SUPPLIED TEXT:
__________________________________________________

Thursday, October 18, 2012

Week 18: Potato and Onion Knishes

After a potato-filled summer that led to a potato-filled fall, this is a fitting (and filling!) way to send off the CSA season.

How many potatoes? you ask. We totaled 42 pounds over the last 15 weeks. Clearly we hit some kind of weather jackpot for potatoes. (The other notable delivery: six heads of cabbage and six heads of cauliflower, which doesn't sound like a lot -- until you start thinking about eating a head of cabbage and a head of cauliflower each week for a month or so.)

Back to the potatoes: You'll need only a pound and a half, or about 3 medium potatoes, to make these knishes. Which you should do. Like, now. They are fantastic, and they are much easier to make than you might think.

For the recipe, I must refer you to the Smitten Kitchen website. I used the dough recipe as written and made one small change to the potato and caramelized onion filling, substituting olive oil for the butter to keep the knishes dairy free. The Joe Pastry blog, which provided the recipe that inspired the Smitten Kitchen version, also has fantastic step-by-step photos for rolling out and shaping the knishes.

And with that, the season is over, though the kitchen never really closes. Love and knishes to you all.

Friday, October 12, 2012

Week 17: Lemon-Marinated Cauliflower

This recipe is quickly becoming one of my favorite ways to prepare cauliflower. And let me emphasize the quick part. All you have to do is pour a simple marinade over bite-size florets. The cauliflower will essentially "cook" itself with several hours of standing time in the refrigerator. Set up the vegetables in the morning and you'll have marinated cauliflower for dinner.

The florets soften a bit in the marinade, but retain much of their texture for a couple of days. Use the marinated florets in a salad, or as part of an antipasto course, or nibble them on their own.

__________________________________________________

[Dataset entries]
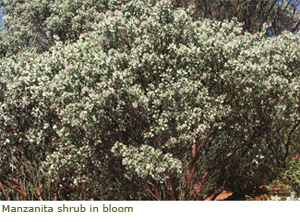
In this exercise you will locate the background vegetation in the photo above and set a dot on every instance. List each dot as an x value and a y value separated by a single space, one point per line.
135 100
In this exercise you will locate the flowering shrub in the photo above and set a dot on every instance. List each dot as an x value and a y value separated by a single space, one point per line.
148 105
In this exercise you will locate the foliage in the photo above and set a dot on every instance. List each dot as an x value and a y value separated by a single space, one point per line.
281 15
147 104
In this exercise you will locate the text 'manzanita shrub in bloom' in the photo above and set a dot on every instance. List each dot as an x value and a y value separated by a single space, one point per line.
149 104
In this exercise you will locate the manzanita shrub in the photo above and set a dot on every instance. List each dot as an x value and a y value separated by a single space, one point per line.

__________________________________________________

WORK TO COMPLETE:
1) Answer these questions using the CSA recipe blog, one answer per line, marked the same way:
(a) How many pounds of potatoes arrived over the last 15 weeks?
(b) What replaced the butter in the knish filling?
(c) For how long do the marinated cauliflower florets keep much of their texture?
2) Please resume the CSA recipe blog, picking up right after its final sentence.
The lines have no connection to the CSA recipe blog.

ANSWERS GIVEN:
1)
(a) 42 pounds
(b) Olive oil
(c) A couple of days

2)
Lemon-Marinated Caulflower
(Adapted from an old, old recipe book from Borden foods.)

4 cups cauliflower florets
6 Tbsp fresh-squeezed lemon juice
6 Tbsp olive oil
1/2 Tbsp sugar
1 tsp kosher salt
1 tsp dried oregano
1 clove garlic, crushed or finely minced
Black pepper to taste

Place the florets in a shallow container. Whisk together the remaining ingredients in a small bowl and pour over the florets. Mix to combine. Cover the container and refrigerate six hours or more, stirring occasionally.

Monday, October 8, 2012

Week 16: Pickled Red Cabbage, Kimchi Style

With the farm season winding down, and the vegetables piling up, I've been looking for ways to preserve the produce. Recently, that's meant a series of quick-pickle projects: beets, cauliflower, and cabbage. The tangy goodies will keep in the refrigerator for at least a couple of weeks -- our noshing notwithstanding.

For the cabbage, I tweaked a recipe for a pickled, but not fermented, kimchi. This is a mildly spicy kimchi; it's meant to be pantry clearing, not sinus clearing. The recipe starts off with what seems like an unholy amount of salt, but the final kimchi is not overly salty. That's because the salt is used to wilt the cabbage and to draw out some of its water. The salt is then rinsed off before the cabbage goes into the pickling brine.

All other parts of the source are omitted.